In the records below, copy out word for word the lines from the one containing "spruce tree is and supply its bounding box." through the one containing "[341,49,573,422]", both included, and nothing else.

□ □ □ □

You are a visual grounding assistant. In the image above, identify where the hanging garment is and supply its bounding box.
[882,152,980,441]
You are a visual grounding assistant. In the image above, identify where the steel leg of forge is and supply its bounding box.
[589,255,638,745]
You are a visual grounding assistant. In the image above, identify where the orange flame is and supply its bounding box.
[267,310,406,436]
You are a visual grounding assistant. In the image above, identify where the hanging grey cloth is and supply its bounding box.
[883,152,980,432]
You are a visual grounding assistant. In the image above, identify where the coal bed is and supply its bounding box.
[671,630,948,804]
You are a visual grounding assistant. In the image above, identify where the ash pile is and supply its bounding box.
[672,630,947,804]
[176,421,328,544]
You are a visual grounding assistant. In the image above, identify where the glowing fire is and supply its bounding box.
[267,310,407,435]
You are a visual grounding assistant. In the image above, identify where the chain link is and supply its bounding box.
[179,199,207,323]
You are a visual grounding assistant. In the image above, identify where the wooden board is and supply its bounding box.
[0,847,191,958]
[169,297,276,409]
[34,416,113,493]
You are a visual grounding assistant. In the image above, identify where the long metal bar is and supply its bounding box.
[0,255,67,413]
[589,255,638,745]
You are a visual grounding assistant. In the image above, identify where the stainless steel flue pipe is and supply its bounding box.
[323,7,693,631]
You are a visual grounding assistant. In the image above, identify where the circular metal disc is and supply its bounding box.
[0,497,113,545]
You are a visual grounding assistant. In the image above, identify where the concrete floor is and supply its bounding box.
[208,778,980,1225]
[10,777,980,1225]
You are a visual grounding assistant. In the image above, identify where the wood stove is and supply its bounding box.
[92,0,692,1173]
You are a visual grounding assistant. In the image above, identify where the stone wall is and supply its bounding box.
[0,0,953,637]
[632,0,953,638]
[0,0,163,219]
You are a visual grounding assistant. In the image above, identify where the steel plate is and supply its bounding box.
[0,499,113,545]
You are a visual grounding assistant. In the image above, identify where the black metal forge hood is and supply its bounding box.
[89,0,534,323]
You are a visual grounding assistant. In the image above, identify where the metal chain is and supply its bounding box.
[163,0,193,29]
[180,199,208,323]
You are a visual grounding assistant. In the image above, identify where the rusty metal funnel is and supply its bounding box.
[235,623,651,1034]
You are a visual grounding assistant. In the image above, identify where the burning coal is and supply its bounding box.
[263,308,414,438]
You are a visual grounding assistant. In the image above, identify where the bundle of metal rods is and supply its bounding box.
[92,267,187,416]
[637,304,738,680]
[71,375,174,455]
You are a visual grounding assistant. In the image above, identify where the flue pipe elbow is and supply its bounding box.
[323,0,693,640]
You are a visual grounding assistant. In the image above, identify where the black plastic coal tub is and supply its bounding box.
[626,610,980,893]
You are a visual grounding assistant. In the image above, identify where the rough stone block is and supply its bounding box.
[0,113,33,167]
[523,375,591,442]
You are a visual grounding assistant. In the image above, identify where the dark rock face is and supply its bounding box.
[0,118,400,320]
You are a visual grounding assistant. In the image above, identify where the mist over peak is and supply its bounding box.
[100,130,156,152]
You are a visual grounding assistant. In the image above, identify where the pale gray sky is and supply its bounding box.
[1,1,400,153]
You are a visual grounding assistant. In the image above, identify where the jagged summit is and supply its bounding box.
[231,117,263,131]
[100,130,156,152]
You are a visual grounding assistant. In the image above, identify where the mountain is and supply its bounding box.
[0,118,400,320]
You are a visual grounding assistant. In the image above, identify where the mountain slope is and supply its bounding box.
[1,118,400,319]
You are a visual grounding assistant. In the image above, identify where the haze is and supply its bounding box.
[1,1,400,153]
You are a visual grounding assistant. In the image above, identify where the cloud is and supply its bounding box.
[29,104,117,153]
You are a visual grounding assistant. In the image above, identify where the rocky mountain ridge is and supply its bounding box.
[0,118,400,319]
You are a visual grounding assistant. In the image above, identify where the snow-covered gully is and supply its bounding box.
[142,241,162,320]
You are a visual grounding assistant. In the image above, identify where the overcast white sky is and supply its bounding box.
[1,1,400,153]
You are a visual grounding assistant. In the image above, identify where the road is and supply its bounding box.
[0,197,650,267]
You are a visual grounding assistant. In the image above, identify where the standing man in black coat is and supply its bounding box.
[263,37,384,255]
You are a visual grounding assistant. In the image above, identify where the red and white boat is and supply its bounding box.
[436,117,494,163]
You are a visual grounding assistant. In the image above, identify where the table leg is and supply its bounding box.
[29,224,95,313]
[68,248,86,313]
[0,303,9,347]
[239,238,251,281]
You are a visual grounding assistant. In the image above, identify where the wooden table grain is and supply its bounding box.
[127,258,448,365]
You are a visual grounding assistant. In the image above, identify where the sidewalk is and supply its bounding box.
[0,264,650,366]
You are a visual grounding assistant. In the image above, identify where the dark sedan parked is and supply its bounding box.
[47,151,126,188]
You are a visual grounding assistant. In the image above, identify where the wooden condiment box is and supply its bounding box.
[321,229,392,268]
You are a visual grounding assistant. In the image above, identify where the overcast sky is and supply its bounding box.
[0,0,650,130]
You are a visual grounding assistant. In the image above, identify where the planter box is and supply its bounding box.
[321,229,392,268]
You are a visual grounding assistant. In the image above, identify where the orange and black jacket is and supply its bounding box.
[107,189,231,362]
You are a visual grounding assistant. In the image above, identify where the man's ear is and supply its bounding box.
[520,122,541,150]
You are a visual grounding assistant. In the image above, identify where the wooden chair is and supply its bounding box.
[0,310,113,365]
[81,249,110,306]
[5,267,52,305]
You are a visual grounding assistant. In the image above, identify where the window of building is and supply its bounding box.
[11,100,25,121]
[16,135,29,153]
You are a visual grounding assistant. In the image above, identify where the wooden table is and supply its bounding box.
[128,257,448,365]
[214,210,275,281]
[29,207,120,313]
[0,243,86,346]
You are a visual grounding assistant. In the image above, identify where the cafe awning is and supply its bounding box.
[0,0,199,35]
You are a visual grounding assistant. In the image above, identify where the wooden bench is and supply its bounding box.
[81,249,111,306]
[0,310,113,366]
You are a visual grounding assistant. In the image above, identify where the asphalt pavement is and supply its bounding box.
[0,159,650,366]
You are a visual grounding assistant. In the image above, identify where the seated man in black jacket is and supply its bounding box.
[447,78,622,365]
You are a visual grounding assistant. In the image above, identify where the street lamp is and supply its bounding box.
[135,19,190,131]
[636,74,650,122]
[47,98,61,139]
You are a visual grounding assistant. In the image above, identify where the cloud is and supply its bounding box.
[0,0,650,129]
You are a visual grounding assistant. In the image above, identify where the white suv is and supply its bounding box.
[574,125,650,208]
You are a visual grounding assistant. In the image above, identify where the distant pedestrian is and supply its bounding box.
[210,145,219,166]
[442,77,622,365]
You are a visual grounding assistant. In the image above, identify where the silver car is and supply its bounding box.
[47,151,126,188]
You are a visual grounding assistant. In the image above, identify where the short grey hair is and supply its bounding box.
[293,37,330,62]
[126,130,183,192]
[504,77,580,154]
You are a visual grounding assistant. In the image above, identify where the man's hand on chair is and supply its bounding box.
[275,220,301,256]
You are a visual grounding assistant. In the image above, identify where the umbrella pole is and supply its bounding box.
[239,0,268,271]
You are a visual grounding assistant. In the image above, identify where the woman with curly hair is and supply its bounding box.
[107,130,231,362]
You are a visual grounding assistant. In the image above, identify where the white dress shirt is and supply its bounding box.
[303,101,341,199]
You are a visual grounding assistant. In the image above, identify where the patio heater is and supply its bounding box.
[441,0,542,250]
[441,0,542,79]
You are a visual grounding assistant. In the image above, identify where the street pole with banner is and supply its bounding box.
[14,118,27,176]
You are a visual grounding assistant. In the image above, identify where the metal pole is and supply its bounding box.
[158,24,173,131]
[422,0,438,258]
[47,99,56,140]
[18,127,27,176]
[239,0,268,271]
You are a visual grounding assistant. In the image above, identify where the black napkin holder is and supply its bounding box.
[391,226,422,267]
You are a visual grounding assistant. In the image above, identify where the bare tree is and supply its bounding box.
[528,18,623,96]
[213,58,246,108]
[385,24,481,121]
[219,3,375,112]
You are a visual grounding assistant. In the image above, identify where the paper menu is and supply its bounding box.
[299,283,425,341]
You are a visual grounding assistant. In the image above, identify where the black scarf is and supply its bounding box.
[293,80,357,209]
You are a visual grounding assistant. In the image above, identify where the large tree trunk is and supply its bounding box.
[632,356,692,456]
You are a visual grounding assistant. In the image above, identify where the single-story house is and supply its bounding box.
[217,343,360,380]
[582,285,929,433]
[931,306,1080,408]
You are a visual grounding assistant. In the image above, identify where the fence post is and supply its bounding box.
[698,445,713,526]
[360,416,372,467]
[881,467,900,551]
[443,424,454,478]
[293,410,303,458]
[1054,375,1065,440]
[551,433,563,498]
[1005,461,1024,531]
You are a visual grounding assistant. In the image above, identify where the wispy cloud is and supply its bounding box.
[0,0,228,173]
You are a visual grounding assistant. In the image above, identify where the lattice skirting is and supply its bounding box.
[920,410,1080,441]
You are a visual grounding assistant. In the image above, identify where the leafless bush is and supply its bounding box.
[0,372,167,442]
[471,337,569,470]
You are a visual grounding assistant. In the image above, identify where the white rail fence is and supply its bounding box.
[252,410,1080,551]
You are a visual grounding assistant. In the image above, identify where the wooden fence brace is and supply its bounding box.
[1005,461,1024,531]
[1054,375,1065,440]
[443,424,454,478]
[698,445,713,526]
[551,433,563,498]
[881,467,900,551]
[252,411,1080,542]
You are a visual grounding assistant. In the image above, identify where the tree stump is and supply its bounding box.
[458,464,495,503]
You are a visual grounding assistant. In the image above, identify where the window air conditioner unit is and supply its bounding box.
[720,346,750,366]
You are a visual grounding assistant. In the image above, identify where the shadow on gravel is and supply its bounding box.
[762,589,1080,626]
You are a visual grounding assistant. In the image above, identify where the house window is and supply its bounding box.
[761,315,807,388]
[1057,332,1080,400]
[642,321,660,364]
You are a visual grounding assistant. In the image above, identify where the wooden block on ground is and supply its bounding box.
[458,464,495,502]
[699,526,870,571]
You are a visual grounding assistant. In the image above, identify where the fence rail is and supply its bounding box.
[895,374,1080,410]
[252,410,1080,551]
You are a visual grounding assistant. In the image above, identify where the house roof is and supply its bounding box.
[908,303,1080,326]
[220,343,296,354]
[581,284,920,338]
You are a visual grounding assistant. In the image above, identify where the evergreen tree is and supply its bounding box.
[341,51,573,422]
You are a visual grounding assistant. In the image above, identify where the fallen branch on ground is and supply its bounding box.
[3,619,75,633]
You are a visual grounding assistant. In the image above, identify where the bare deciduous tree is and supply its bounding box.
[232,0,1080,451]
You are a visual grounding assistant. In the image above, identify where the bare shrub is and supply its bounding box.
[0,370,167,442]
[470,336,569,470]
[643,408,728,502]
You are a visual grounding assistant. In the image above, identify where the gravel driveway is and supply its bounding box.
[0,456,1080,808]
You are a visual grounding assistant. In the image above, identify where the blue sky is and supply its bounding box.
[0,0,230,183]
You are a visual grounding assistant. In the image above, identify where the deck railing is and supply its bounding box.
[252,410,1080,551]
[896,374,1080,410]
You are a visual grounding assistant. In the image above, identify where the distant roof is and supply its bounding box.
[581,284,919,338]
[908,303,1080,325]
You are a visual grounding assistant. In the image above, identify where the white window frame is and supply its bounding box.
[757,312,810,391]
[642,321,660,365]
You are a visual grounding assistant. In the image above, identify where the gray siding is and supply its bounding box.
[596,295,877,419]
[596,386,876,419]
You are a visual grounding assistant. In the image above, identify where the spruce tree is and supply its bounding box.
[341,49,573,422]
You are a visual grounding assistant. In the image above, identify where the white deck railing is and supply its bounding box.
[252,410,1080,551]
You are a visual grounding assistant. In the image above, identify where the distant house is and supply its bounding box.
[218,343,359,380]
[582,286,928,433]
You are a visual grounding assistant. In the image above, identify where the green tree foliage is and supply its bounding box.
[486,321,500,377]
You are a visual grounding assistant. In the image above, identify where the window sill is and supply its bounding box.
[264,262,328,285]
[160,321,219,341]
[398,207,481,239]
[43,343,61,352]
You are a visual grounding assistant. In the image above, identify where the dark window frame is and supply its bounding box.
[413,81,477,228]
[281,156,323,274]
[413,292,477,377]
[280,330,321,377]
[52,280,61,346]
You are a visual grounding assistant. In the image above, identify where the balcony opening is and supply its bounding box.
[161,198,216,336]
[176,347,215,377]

□ □ □ □

• [ANSWER TO THIS TASK]:
You are a visual grounding assistant. In the image above, identify where the spruce tree is and supply its bounding box.
[341,49,573,422]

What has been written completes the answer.